◆ **Stored rows**:

========================================

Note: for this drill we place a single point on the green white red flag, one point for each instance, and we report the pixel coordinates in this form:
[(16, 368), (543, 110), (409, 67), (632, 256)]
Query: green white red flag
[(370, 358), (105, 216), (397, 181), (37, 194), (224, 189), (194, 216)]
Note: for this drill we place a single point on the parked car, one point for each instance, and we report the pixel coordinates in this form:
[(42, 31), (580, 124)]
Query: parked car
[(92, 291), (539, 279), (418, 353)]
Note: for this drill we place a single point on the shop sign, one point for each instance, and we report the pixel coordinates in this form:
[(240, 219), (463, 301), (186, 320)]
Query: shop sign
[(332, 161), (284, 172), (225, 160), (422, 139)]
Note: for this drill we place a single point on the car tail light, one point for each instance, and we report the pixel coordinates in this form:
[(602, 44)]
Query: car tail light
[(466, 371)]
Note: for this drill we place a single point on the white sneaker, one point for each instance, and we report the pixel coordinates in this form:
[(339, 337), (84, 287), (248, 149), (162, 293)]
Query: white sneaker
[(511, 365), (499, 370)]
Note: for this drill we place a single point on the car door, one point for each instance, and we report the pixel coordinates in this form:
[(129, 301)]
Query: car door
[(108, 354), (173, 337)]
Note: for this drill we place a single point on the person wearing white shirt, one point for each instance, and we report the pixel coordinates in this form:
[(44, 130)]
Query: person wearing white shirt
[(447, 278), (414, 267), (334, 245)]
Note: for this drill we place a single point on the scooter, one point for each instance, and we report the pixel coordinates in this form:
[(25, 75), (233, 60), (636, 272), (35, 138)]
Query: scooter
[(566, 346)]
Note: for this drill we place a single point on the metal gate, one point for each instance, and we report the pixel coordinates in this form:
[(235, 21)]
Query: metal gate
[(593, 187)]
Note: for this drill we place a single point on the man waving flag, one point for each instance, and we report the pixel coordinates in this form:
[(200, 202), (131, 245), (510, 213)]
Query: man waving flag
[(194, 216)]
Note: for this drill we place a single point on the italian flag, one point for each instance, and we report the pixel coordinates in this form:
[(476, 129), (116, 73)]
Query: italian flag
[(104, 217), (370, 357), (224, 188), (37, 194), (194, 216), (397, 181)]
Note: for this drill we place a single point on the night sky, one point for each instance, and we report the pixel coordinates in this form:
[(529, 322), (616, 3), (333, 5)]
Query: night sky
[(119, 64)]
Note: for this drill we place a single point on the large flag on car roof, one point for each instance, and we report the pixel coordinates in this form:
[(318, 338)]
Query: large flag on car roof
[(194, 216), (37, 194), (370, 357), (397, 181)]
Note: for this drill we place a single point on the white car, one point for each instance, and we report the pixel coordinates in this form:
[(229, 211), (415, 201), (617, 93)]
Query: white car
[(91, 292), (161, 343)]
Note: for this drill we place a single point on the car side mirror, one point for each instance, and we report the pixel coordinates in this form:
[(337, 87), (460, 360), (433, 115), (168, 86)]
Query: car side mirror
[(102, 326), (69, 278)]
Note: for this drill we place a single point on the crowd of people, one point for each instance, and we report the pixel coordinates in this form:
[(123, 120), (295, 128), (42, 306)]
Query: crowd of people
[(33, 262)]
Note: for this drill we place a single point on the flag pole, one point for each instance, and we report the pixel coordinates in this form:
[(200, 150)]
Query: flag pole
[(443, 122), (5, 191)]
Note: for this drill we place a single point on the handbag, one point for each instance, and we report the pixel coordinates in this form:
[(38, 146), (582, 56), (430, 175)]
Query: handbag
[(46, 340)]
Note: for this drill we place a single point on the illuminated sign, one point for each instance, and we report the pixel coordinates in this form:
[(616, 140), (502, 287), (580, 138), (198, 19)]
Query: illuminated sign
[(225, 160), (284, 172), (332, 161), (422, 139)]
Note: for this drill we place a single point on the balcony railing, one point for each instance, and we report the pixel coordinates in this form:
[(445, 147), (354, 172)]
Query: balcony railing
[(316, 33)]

========================================

◆ **To be done**: Reproduce all of the data above, swapping each occurrence of "drill" for "exercise" and keeping everything else unchanged.

◆ **Task result**:
Note: for this exercise we place a single point on the green white red flag, one point for each instance, and we report the pixel coordinates in this form:
[(16, 368), (543, 110), (409, 67), (632, 256)]
Query: green white red flag
[(370, 358), (105, 216), (397, 181), (37, 194), (224, 189), (194, 216)]
Note: for this exercise we place a single point on the parked car, one point for each instance, and we report the pixel coordinates in this form:
[(42, 31), (580, 124)]
Query: parked car
[(92, 291), (539, 279), (418, 353)]
Note: for this exercise we place a single point on the shop sign, one point for each instance, and we report the pixel coordinates in this form:
[(240, 219), (463, 301), (186, 320)]
Query: shop sign
[(332, 161), (284, 172), (225, 160), (422, 139)]
Note: for this exercise we place a single point on the car tail light, one point for each instance, and we report the pixel coordinates in this form:
[(602, 44)]
Query: car tail light
[(466, 371)]
Note: for this exercise we place a single point on the white sneaker, one point for each instance, and we report the pixel coordinates in this form:
[(339, 337), (84, 287), (248, 149), (162, 293)]
Query: white sneaker
[(511, 365), (499, 370)]
Note: for this exercise we place a single point on the car door, one point for each instance, and we report the pixel coordinates in this form:
[(129, 301)]
Query: car door
[(108, 354), (173, 337)]
Note: for this exercise we place a single point on the person wearing white shirt, one point for each instance, and we report the pixel coordinates in this form:
[(44, 130)]
Query: person wearing white shirt
[(447, 278), (414, 267), (334, 245)]
Note: for this exercise we place a single point on the scooter, one point for each instance, and we report the pixel coordinates in this form:
[(25, 75), (233, 60), (636, 272), (35, 138)]
Query: scooter
[(566, 346)]
Note: for this exercise we place a single point on the metal gate, one point for each instance, and we report the pixel coordinates in this form:
[(235, 21)]
Query: metal gate
[(593, 187)]
Note: for this exercise we place a single point on the man waving flag, one point for each instance, and we report the pixel coordinates in this form:
[(200, 202), (131, 245), (510, 213)]
Query: man waving flag
[(194, 216)]
Note: for this exercise we place a single point on the italian flag, one point for each instance, and we report the pixel coordinates in this form:
[(476, 129), (116, 73)]
Query: italian flag
[(104, 217), (370, 357), (224, 188), (37, 194), (194, 216), (397, 181)]
Note: for this exercise we place a single point on the night sky, one point for each instance, and we report the pixel coordinates in this form:
[(529, 322), (616, 3), (333, 5)]
Query: night sky
[(119, 64)]
Note: for this exercise we place a single point on the large flag on car roof, one point for each instance, and we report the pixel coordinates in this form:
[(318, 338)]
Query: large flag on car roof
[(194, 216), (37, 194), (370, 357), (397, 181)]
Note: for this exercise we place a single point on the white car, one point for each instance, and we report the pixel coordinates in this form:
[(229, 211), (415, 201), (617, 93)]
Query: white car
[(91, 292), (161, 343)]
Note: for this exercise we place a single point on the car side mirror, one point for each instance, and we report the pixel coordinates in this form:
[(337, 87), (460, 360), (433, 115), (168, 86)]
Query: car side mirror
[(102, 326), (69, 278)]
Note: for this exercise we place a single point on the crowd of people, one point for each instance, and we report the pixel coordinates in this form:
[(123, 120), (295, 128), (42, 306)]
Query: crowd of people
[(33, 262)]
Note: for this exercise we place a single point on the flag pole, one point for each instance, and we report the pixel coordinates in this form:
[(200, 150)]
Query: flag pole
[(443, 122), (5, 191)]
Note: for this exercise we place a single point on the handbag, one point for each instance, and we report the pixel coordinates in this form:
[(38, 146), (582, 56), (430, 175)]
Query: handbag
[(46, 340)]
Note: for this exercise we place a single point on the illuminated sign, one point for each instance, and we report the pixel coordinates in this form:
[(616, 140), (502, 287), (580, 138), (198, 19)]
Query: illuminated sign
[(225, 160), (284, 172), (332, 161), (422, 139)]
Note: for this exercise we place a single point on the balcony railing, one point for each instance, and we report the pixel coordinates in this form:
[(445, 147), (354, 172)]
Query: balcony railing
[(316, 33)]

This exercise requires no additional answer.